### Given exercise
Starting at the beginning of the items below and going on through the line with "[258,266,291,295]", write those lines out again, changing "foliage" to "leaves" and leaving everything else the same. Leave the pictures out.

### Data in this exercise

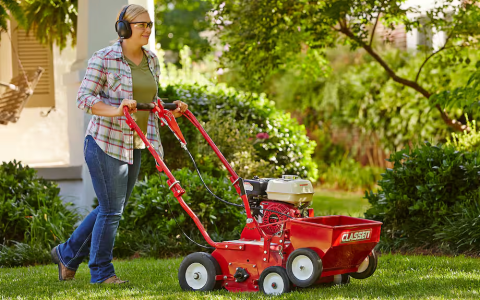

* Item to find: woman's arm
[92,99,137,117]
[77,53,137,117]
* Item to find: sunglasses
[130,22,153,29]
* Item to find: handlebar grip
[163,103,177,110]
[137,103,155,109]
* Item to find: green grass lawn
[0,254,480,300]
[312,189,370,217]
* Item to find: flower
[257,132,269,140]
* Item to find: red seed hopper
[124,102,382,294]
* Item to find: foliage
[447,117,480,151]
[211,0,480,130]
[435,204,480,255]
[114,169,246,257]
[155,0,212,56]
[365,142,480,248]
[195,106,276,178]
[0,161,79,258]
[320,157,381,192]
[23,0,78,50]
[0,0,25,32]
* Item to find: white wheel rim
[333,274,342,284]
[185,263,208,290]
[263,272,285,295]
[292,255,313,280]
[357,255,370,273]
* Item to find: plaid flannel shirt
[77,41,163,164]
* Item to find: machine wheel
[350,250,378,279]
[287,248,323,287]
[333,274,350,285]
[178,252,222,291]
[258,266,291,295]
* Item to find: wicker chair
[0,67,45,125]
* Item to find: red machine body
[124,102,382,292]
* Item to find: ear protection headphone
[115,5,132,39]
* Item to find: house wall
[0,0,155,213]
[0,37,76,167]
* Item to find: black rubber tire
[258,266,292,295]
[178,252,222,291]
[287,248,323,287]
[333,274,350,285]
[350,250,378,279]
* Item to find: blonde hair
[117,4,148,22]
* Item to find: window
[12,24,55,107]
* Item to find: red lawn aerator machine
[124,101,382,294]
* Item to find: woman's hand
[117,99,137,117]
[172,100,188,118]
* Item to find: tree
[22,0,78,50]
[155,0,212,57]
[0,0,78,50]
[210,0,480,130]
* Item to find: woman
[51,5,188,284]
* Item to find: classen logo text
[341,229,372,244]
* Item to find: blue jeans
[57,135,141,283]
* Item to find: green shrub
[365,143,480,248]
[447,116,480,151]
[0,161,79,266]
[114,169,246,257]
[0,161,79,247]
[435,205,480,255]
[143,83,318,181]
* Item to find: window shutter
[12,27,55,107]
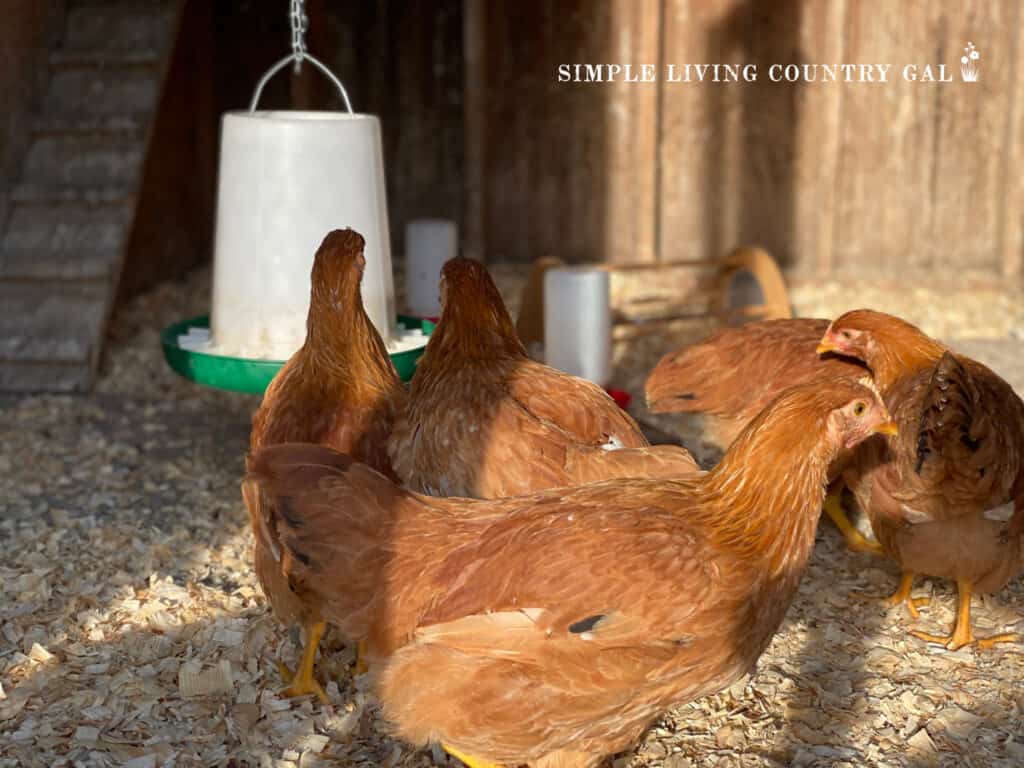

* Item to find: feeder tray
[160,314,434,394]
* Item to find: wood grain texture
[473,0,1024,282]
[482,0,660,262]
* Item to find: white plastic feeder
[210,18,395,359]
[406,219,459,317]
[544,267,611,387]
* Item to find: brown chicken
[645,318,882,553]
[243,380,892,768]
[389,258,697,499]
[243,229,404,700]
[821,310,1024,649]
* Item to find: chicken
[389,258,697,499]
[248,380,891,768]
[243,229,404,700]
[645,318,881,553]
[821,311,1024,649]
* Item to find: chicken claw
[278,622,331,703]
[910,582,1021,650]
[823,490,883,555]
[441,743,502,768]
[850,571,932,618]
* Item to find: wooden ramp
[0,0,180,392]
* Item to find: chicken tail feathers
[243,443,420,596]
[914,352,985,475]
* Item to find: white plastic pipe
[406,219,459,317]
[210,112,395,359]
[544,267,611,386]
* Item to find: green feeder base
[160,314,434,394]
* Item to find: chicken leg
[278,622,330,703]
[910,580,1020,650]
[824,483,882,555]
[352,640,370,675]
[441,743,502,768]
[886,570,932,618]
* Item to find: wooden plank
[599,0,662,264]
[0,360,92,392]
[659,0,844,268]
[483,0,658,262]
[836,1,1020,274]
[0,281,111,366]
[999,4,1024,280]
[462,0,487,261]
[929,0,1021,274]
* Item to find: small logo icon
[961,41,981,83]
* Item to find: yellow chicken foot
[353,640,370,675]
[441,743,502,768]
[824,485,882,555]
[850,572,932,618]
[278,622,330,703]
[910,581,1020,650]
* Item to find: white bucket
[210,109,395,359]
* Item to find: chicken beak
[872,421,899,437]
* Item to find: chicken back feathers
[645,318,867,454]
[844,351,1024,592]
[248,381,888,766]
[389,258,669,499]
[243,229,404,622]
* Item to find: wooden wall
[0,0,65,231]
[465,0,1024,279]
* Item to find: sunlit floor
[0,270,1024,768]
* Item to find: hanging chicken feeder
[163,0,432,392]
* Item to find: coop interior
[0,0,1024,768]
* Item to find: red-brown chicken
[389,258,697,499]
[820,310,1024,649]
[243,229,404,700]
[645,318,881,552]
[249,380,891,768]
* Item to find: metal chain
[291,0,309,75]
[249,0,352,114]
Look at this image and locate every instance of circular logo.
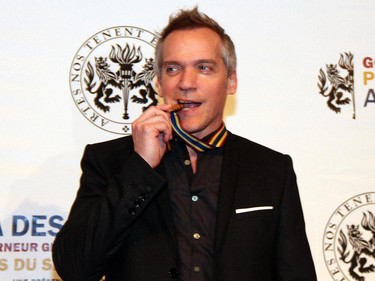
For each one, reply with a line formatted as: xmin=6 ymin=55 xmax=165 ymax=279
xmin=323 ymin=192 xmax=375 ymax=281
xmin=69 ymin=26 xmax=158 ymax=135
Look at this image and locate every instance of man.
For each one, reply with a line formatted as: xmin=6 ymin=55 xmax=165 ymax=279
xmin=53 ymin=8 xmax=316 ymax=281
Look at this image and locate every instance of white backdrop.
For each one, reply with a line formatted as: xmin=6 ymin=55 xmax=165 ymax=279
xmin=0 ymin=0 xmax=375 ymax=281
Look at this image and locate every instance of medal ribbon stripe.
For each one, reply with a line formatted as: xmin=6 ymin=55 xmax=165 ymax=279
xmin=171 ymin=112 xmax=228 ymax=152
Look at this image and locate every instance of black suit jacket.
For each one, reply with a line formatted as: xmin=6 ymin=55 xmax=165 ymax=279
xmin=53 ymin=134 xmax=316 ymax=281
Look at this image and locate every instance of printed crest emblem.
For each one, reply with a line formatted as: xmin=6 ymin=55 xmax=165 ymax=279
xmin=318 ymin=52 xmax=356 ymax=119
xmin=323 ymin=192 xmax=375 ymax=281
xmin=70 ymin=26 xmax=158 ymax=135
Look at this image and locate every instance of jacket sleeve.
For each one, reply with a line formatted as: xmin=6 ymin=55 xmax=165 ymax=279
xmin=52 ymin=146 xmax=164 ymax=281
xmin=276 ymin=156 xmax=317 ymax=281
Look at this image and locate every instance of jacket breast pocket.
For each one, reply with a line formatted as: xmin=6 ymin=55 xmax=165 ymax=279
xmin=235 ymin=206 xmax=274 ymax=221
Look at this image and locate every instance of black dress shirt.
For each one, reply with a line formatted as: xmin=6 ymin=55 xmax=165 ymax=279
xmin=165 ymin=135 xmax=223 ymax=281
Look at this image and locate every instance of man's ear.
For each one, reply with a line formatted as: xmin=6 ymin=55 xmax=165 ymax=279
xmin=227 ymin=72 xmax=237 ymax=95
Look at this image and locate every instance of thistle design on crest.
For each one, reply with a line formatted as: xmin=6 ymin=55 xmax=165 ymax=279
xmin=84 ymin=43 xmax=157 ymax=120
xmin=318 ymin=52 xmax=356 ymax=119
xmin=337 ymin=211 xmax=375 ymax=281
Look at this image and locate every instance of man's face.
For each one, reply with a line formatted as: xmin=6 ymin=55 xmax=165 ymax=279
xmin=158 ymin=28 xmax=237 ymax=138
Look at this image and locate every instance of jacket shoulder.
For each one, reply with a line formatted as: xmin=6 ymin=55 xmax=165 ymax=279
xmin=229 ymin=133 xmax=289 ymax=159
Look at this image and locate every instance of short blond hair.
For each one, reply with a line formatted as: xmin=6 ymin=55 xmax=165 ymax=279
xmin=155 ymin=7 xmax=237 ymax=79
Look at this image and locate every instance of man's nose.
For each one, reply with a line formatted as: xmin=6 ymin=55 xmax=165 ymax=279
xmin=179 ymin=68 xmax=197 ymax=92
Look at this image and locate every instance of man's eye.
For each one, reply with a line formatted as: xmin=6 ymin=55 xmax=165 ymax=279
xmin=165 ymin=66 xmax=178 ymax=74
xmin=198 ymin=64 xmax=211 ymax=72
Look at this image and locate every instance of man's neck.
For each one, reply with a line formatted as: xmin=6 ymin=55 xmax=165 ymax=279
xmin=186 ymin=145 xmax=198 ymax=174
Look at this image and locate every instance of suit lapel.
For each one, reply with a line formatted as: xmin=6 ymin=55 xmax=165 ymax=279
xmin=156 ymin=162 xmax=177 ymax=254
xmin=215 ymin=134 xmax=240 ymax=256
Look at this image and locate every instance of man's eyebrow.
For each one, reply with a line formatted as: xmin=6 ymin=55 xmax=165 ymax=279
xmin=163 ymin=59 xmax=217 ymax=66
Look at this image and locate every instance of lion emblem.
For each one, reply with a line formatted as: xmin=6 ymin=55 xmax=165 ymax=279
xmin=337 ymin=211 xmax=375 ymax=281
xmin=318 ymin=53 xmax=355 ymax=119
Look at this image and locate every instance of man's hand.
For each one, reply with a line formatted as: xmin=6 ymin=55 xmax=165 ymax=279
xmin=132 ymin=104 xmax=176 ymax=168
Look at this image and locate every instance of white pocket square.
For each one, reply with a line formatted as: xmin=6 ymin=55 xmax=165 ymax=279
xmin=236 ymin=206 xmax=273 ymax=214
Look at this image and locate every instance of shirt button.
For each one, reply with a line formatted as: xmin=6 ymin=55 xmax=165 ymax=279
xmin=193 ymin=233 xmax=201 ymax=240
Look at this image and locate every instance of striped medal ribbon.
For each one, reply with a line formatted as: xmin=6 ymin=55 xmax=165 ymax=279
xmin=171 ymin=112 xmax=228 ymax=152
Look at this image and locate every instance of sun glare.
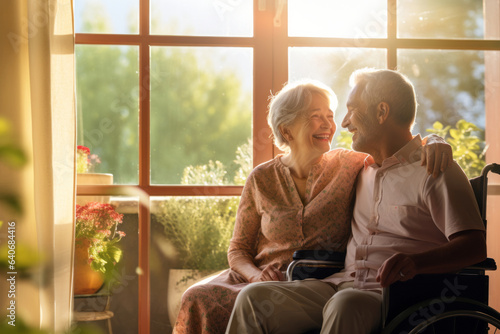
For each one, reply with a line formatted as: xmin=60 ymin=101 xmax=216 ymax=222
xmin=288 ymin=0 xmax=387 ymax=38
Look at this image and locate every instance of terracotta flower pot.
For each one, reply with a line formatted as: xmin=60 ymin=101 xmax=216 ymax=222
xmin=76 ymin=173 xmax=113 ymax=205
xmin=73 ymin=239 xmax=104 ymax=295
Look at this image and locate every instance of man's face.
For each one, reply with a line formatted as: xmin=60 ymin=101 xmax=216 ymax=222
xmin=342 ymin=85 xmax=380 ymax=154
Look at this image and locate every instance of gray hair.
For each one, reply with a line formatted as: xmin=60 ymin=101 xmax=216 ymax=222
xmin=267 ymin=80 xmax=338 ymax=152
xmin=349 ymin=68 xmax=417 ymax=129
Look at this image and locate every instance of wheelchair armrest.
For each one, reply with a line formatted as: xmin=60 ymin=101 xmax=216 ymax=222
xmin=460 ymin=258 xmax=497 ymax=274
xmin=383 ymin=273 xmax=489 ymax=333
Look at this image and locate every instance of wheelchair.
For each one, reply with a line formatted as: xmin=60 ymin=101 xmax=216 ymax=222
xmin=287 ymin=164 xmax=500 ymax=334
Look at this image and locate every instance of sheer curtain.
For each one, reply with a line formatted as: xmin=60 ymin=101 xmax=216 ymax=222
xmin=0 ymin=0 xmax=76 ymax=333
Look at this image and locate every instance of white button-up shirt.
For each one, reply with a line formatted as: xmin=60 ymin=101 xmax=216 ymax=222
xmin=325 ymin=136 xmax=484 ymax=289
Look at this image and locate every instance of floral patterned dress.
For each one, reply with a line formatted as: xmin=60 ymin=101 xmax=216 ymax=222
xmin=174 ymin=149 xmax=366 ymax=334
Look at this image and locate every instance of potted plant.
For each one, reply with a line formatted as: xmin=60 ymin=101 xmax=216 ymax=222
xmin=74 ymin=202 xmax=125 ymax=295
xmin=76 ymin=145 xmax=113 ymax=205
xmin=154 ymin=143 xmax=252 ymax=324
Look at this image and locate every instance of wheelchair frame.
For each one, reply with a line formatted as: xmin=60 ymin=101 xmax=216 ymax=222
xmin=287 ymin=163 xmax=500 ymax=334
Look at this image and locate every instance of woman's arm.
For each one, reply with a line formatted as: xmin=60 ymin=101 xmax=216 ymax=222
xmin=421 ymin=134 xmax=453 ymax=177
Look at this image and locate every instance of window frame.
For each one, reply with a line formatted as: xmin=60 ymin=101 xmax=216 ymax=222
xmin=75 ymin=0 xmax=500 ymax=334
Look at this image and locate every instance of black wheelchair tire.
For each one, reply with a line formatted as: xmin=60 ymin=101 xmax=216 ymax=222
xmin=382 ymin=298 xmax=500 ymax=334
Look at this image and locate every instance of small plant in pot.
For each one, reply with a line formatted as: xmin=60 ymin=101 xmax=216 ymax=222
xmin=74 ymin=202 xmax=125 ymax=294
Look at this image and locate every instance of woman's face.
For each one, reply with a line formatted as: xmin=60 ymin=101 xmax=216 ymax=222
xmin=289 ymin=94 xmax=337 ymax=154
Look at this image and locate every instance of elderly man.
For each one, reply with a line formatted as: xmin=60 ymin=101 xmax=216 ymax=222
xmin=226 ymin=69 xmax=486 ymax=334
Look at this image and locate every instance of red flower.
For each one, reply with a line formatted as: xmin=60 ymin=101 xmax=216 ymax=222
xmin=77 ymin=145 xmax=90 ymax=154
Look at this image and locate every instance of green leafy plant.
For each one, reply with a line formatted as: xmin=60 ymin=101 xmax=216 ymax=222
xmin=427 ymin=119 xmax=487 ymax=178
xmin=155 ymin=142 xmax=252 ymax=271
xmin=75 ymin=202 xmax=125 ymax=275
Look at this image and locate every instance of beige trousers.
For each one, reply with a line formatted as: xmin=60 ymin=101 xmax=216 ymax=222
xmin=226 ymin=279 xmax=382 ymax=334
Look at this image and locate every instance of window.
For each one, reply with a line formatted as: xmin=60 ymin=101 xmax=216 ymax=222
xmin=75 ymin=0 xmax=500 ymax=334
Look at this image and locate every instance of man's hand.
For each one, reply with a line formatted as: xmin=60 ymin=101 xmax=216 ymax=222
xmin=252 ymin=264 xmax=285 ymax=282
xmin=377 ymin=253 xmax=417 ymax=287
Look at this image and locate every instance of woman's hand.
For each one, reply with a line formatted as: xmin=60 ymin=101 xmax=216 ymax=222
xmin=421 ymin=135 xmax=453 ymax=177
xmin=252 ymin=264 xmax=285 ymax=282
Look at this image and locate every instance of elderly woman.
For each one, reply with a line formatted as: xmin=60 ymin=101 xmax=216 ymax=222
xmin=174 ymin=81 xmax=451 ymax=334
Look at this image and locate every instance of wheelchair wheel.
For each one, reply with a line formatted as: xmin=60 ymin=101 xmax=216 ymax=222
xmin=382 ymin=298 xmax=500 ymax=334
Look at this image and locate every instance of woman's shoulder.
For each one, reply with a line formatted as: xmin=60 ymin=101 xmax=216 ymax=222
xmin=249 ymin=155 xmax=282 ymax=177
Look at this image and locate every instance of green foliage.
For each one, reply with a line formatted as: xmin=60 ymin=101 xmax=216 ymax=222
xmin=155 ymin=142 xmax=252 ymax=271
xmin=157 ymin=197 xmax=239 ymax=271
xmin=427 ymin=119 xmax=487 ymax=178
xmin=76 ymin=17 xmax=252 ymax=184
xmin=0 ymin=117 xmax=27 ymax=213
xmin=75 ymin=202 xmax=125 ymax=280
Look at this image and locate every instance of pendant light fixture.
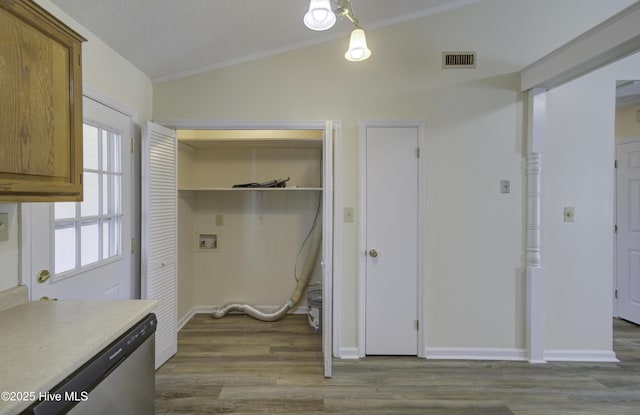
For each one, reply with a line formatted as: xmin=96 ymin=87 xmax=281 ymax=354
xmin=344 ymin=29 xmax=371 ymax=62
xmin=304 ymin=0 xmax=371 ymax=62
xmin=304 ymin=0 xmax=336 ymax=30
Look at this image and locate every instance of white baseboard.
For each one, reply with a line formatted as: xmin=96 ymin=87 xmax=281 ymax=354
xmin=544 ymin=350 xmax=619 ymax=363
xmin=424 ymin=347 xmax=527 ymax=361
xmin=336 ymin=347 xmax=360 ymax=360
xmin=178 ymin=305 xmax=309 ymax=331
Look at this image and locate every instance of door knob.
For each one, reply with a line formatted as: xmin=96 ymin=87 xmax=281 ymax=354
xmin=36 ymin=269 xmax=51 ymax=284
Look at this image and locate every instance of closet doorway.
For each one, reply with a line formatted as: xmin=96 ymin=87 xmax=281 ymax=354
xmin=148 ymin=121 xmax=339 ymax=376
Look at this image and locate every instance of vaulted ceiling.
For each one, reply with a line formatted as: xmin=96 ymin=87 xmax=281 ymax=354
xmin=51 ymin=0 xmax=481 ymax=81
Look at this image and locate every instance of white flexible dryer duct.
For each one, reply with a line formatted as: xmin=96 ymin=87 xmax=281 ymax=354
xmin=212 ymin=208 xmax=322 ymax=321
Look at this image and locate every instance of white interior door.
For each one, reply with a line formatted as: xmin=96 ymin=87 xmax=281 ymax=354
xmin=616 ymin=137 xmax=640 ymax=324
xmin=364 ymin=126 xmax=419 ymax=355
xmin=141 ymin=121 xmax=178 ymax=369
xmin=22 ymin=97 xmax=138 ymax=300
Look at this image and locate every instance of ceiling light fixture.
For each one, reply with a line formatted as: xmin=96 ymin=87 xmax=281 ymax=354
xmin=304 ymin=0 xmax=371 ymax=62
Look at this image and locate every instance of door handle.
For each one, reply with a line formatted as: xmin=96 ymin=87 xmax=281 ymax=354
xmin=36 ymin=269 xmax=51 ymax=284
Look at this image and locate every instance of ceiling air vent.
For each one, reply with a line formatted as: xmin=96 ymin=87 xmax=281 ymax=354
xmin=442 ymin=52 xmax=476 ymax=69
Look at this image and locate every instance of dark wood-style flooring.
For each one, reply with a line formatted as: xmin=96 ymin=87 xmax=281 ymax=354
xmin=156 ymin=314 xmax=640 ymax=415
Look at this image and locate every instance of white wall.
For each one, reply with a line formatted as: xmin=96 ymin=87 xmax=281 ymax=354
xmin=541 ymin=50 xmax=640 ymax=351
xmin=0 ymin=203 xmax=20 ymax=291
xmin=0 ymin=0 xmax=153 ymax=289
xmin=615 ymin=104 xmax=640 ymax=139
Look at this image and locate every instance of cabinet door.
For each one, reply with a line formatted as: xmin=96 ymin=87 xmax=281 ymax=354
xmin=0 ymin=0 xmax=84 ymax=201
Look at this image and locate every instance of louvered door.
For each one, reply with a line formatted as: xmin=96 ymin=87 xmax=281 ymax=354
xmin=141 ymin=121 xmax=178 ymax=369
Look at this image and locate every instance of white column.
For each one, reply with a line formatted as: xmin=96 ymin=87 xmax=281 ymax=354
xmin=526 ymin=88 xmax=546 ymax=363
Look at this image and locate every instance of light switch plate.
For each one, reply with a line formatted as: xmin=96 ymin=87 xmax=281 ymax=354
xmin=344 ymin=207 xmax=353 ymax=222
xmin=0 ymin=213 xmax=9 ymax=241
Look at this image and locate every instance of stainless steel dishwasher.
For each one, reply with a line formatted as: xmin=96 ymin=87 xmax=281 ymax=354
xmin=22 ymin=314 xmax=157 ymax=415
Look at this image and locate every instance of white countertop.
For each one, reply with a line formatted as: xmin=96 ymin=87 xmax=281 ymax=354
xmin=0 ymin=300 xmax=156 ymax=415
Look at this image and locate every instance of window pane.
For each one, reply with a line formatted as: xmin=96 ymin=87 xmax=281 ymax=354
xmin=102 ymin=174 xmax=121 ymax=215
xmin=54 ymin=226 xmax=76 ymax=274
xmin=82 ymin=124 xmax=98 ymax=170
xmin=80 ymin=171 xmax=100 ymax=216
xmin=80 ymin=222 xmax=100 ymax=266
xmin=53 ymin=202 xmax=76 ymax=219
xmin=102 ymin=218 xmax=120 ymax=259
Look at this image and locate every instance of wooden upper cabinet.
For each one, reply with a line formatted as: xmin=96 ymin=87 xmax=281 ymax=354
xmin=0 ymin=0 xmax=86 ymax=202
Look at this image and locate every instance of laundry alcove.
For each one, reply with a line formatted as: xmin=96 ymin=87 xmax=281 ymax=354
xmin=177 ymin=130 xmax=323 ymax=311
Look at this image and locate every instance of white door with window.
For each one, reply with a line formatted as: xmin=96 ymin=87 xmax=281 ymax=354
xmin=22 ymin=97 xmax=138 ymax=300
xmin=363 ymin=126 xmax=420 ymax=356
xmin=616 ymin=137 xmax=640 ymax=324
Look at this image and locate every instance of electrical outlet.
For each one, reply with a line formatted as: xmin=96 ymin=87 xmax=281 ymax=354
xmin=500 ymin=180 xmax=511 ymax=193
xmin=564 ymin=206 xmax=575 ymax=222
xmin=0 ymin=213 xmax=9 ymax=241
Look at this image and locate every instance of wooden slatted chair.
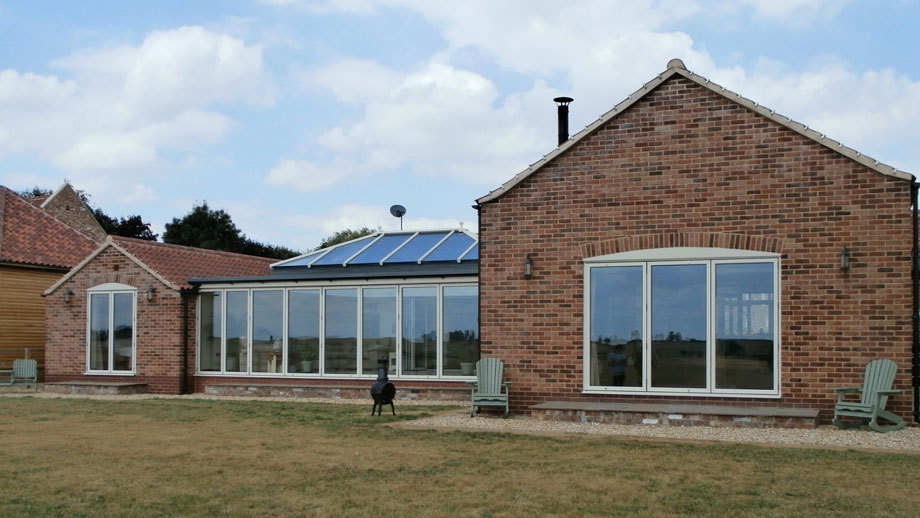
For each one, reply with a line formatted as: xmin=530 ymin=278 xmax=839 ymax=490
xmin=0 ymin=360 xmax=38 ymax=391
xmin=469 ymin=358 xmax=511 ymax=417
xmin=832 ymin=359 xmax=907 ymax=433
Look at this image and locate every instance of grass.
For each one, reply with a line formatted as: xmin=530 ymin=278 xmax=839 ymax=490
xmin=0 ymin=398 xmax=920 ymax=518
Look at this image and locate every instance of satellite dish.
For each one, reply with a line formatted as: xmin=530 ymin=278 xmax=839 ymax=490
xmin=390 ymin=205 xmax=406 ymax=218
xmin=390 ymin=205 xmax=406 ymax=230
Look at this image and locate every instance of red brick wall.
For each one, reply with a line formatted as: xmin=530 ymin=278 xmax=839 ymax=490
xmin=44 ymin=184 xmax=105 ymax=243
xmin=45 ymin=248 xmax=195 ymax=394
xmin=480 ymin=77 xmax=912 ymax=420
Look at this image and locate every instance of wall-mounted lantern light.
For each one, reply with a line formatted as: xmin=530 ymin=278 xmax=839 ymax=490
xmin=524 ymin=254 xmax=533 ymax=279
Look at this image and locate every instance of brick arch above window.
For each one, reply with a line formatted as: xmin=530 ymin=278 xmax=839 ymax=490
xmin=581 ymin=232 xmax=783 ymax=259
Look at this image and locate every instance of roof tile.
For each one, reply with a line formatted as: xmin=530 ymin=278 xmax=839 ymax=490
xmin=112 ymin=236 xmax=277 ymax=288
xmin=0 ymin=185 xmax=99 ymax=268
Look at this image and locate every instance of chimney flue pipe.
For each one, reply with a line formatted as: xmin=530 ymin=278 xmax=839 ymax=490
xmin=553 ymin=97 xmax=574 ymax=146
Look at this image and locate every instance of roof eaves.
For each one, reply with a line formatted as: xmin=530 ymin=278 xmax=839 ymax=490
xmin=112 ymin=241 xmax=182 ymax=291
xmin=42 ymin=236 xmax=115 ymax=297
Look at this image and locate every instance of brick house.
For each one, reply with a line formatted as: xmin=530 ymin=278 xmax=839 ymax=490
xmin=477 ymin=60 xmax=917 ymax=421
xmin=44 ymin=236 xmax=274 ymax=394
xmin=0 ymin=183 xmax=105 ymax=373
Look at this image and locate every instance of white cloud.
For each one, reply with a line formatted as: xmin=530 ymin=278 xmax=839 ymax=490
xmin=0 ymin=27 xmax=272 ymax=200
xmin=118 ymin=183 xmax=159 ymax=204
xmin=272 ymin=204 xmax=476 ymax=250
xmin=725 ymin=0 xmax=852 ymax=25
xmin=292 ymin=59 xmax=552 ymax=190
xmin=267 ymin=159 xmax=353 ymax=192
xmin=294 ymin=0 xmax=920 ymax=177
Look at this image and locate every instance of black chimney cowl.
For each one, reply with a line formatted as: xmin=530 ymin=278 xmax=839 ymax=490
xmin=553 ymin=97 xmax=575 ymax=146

### Answer to this exercise
* Item to find: woman's arm
[92,99,137,117]
[77,53,137,117]
* Item to find: sunglasses
[130,22,153,29]
* Item to find: handlebar grip
[163,103,177,110]
[137,103,155,109]
* Item to find: green grass lawn
[0,254,480,300]
[312,189,370,217]
* Item to find: flower
[257,132,269,140]
* Item to find: red seed hopper
[124,102,382,294]
* Item to find: leaves
[447,117,480,151]
[211,0,480,130]
[435,204,480,255]
[114,169,246,257]
[155,0,212,56]
[365,142,480,248]
[195,106,276,178]
[0,161,79,258]
[320,157,381,192]
[23,0,78,50]
[0,0,25,32]
* Item to find: white wheel rim
[333,274,342,284]
[185,263,208,290]
[263,272,285,295]
[292,255,313,280]
[357,255,370,273]
* Item to find: plaid flannel shirt
[77,41,163,164]
* Item to find: machine wheel
[350,250,378,279]
[287,248,323,287]
[333,274,350,285]
[178,252,222,291]
[258,266,291,295]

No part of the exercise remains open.